* _Rows_:
>>>>

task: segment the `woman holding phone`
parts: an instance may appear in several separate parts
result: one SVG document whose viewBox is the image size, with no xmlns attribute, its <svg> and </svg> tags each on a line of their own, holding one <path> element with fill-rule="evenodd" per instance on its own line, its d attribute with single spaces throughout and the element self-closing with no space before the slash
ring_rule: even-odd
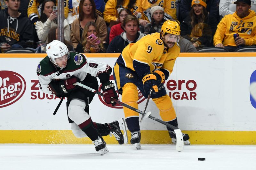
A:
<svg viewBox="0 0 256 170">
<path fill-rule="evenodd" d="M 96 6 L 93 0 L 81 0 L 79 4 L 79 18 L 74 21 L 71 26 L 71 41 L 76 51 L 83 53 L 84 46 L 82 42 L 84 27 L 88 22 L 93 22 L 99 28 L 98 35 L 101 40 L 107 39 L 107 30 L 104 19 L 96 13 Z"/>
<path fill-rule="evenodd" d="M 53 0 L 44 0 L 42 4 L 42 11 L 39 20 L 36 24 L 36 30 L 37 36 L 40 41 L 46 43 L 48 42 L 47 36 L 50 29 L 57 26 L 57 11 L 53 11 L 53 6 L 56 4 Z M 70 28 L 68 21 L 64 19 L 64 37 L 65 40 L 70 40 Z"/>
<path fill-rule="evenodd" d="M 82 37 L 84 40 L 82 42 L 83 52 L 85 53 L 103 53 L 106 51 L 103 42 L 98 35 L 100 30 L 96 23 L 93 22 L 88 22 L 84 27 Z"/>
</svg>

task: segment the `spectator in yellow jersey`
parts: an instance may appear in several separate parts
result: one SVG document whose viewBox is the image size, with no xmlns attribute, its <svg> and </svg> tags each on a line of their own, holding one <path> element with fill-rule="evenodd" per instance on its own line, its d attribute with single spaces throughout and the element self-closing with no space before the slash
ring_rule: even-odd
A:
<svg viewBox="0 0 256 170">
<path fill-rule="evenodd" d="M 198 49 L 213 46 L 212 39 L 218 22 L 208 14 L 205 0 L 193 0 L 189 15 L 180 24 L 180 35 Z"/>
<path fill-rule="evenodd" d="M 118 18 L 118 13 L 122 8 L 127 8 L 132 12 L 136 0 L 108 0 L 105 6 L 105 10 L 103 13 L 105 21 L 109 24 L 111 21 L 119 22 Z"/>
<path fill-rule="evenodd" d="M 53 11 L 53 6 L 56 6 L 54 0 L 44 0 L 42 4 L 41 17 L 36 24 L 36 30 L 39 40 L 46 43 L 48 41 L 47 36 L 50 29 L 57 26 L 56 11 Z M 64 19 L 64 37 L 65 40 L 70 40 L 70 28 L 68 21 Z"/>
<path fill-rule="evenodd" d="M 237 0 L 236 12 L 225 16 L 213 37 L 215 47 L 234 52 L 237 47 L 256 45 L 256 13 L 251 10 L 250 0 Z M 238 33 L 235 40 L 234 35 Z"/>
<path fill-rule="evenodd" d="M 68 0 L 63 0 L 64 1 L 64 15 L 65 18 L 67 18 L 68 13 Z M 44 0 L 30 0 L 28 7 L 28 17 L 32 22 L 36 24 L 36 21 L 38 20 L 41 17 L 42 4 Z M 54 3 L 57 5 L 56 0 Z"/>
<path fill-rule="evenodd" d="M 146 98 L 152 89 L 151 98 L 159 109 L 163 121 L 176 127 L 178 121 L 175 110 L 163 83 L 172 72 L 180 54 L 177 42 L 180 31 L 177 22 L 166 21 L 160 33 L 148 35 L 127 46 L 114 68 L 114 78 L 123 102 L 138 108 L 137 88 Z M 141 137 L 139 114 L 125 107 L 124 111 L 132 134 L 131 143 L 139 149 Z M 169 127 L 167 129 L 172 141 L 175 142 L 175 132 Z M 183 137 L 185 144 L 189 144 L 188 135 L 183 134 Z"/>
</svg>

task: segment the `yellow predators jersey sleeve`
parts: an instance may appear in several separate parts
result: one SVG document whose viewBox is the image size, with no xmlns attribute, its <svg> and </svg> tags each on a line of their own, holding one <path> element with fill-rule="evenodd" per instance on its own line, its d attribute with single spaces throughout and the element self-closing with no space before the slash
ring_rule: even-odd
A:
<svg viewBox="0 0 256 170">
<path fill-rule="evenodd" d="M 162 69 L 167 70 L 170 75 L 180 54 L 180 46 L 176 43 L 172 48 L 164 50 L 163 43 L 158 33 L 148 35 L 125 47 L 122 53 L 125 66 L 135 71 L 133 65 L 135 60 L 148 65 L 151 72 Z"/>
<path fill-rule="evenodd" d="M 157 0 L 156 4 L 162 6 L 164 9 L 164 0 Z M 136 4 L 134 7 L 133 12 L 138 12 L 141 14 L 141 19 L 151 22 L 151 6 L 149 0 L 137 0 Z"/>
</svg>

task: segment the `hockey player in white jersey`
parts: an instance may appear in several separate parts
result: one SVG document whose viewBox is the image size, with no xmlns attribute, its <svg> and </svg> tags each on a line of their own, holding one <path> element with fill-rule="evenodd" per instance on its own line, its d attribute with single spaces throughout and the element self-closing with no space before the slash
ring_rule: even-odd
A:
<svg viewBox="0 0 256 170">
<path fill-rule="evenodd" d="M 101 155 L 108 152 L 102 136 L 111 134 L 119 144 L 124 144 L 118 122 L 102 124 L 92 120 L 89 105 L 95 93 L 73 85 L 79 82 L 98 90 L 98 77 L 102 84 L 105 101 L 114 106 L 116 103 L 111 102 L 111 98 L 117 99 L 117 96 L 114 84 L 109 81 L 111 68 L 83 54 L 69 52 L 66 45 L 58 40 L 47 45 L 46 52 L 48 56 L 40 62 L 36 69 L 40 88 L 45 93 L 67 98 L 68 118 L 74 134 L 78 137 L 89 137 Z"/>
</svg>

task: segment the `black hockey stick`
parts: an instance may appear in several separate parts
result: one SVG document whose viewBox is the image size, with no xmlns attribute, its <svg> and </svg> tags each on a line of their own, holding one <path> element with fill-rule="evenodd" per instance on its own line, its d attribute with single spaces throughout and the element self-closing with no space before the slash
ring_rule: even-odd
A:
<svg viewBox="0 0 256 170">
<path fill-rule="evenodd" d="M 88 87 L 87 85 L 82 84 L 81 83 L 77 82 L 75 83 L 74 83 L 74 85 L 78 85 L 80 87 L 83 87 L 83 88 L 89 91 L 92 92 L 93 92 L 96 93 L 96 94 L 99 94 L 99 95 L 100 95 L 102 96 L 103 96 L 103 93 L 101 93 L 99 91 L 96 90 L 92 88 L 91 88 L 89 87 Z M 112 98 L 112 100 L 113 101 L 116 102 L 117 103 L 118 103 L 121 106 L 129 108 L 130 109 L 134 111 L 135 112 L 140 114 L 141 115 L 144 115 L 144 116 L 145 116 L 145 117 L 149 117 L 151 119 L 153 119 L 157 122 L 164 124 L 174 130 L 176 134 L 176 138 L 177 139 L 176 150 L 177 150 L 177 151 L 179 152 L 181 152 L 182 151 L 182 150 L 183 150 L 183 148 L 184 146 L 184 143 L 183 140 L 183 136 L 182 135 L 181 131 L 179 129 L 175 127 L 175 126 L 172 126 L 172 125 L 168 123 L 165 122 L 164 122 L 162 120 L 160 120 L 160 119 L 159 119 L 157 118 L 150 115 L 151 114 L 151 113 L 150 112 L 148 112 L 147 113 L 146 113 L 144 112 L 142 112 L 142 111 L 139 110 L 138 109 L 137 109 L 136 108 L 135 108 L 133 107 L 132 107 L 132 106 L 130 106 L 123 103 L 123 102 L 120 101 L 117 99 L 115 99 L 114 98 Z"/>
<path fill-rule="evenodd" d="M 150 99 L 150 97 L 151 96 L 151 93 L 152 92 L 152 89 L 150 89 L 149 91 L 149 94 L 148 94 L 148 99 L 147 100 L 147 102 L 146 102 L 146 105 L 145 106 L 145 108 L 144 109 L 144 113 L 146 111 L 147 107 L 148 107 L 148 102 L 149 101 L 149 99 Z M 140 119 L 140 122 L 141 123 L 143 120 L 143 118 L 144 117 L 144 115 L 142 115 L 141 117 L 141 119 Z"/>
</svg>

<<<<

* _Short problem_: Turn the items, from the first line down to and including the line that contains "53 0 L 44 0", into a numbered list with no blank lines. Leave out the pictures.

* _Output of the task_:
1. task: segment the `woman holding phone`
2. parts: an instance may appear in several separate parts
3. result: one SVG document whose viewBox is the image size, with no xmlns attribute, its <svg> and </svg> tags each on a line of their own, holding one <path> element with fill-rule="evenodd" per instance on its own line, its d attribute with single spaces throughout and the element self-closing with no space before the slash
4. ring_rule: even-odd
5. A:
6. <svg viewBox="0 0 256 170">
7. <path fill-rule="evenodd" d="M 96 6 L 93 0 L 81 0 L 79 4 L 79 18 L 74 21 L 71 26 L 71 41 L 76 51 L 83 53 L 84 46 L 82 42 L 84 27 L 88 22 L 93 22 L 99 28 L 98 35 L 101 40 L 107 39 L 107 30 L 104 19 L 96 13 Z"/>
8. <path fill-rule="evenodd" d="M 53 0 L 44 0 L 42 4 L 42 11 L 39 20 L 36 24 L 36 30 L 37 36 L 40 41 L 46 43 L 48 42 L 47 36 L 50 29 L 57 26 L 57 11 L 53 11 L 53 6 L 56 4 Z M 70 28 L 68 21 L 64 19 L 64 37 L 65 40 L 70 40 Z"/>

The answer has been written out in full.